Consigne A
D'après l'arrêt reproduit ci-dessous, quel conseil de prud'hommes a rendu le jugement frappé d'appel ?

=== Texte fourni ===

France | France, Cour d'appel de Paris, 18ème chambre, section d, 07 mai 2002, 01/38107


COUR D'APPEL DE PARIS
18ème Chambre, section D
ARRET DU 7 MAI 2002
N Répertoire Général : 01/ 38107
Sur appel d'un jugement du Conseil de Prud'hommes de Villeneuve Saint Georges section commerce du 18 octobre 2001
CONTRADICTOIRE
PARTIES EN CAUSE
1) Monsieur Thierry X...... 92210 SAINT CLOUD
APPELANT comparant assisté par Maître LEHEUZEY, avocat au barreau de Paris (R94)
2) SOCIETE GARAGE DU BAC 2, rue Lavoisier 94430 CHENNEVIERES SUR MARNE
INTIMEE représentée par Maître VIDAL DAGRON, avocat au barreau de Paris (M105)

=== Lignes fournies ===

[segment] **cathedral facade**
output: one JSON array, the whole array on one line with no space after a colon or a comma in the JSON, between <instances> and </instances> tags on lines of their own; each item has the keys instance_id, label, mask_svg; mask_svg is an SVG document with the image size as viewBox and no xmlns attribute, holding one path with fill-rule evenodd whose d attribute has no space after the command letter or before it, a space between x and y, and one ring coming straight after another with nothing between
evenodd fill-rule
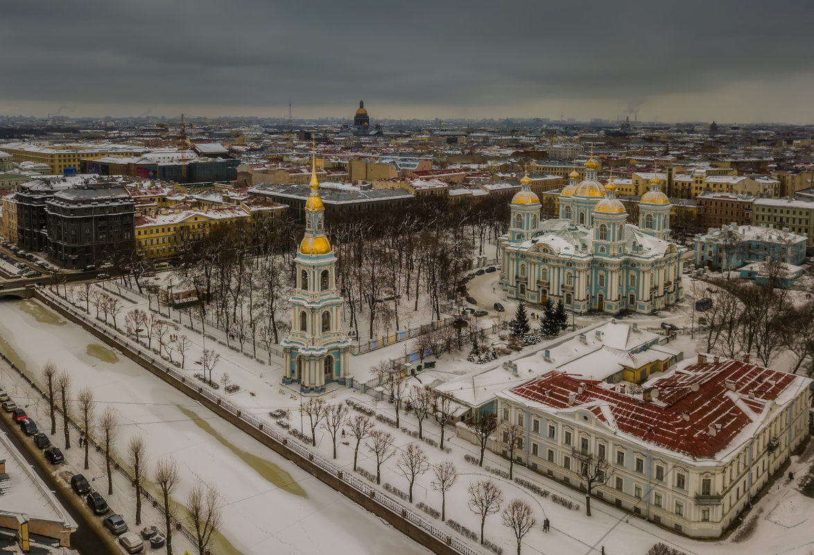
<instances>
[{"instance_id":1,"label":"cathedral facade","mask_svg":"<svg viewBox=\"0 0 814 555\"><path fill-rule=\"evenodd\" d=\"M657 177L639 205L639 225L615 198L612 181L597 179L598 163L585 162L585 179L571 173L556 220L540 221L531 179L511 202L509 233L500 238L500 283L509 296L531 304L562 300L582 314L629 311L650 314L683 296L681 260L670 241L670 201Z\"/></svg>"},{"instance_id":2,"label":"cathedral facade","mask_svg":"<svg viewBox=\"0 0 814 555\"><path fill-rule=\"evenodd\" d=\"M312 163L311 194L305 203L305 237L294 259L296 281L289 299L291 330L282 341L283 383L304 393L345 384L350 342L341 329L342 297L336 291L336 256L325 234L325 205Z\"/></svg>"}]
</instances>

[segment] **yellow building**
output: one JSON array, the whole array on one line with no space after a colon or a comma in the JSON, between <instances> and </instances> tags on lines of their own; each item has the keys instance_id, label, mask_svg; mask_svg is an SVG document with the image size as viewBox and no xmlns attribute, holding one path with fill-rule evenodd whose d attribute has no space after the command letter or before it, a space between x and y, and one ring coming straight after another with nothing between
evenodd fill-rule
<instances>
[{"instance_id":1,"label":"yellow building","mask_svg":"<svg viewBox=\"0 0 814 555\"><path fill-rule=\"evenodd\" d=\"M46 164L52 174L63 173L66 168L78 171L82 159L96 160L105 156L133 156L145 149L131 145L94 144L85 142L54 144L33 142L9 142L2 146L3 151L11 155L15 162Z\"/></svg>"}]
</instances>

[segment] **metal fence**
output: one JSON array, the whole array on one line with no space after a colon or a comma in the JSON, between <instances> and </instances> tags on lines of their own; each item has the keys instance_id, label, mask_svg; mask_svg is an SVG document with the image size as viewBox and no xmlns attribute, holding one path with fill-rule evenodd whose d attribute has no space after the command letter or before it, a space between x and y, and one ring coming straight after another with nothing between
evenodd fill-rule
<instances>
[{"instance_id":1,"label":"metal fence","mask_svg":"<svg viewBox=\"0 0 814 555\"><path fill-rule=\"evenodd\" d=\"M59 298L55 299L52 294L46 293L42 290L37 290L37 292L41 294L40 296L43 298L46 303L55 304L63 310L69 312L74 314L74 316L85 320L85 315L77 311L76 307L73 307L69 303L67 303ZM322 469L328 474L342 480L344 483L348 484L359 493L366 496L380 506L387 509L394 514L398 515L401 518L409 520L414 525L427 531L433 537L452 547L457 553L464 555L482 555L481 552L471 548L458 539L453 537L450 534L447 534L446 532L436 528L432 523L424 519L418 513L414 512L411 508L408 508L400 502L389 497L381 491L365 484L355 477L348 475L348 472L344 469L336 466L330 461L323 459L318 455L305 448L304 446L300 444L297 440L294 439L292 436L281 434L278 430L269 427L269 424L261 422L256 417L251 414L244 413L243 409L233 405L225 397L212 392L204 386L193 382L184 374L173 366L168 365L160 357L156 357L156 356L155 356L151 352L146 348L142 348L138 343L135 343L129 339L120 337L119 334L113 333L112 330L107 329L101 323L93 321L88 321L87 323L92 326L94 329L97 330L98 332L104 334L114 340L118 345L120 346L122 350L129 351L130 352L136 354L138 357L142 361L152 365L158 369L164 372L168 376L174 378L174 380L177 382L179 389L183 390L185 387L189 388L199 395L206 397L220 408L251 426L257 432L278 444L279 447L282 447L283 451L289 451L313 463L315 465ZM22 374L22 373L20 374ZM278 452L280 452L280 451L278 450ZM125 474L125 476L129 477L129 475L123 469L121 469L120 465L119 466L119 470L120 472ZM132 478L130 479L132 480ZM155 502L155 500L151 499L151 500ZM160 505L160 503L158 505ZM184 534L184 535L186 535L190 538L190 540L195 541L195 538L191 535L191 532L187 531L182 526L181 527L181 531Z\"/></svg>"}]
</instances>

===

Consigne B
Relevez, parmi les lignes ci-dessus, chacune de celles qui contiennent la chaîne « segment ».

Résultat A
Le Conseil de Prud'hommes de Villeneuve Saint Georges, section commerce.

Résultat B
[segment] **cathedral facade**
[segment] **yellow building**
[segment] **metal fence**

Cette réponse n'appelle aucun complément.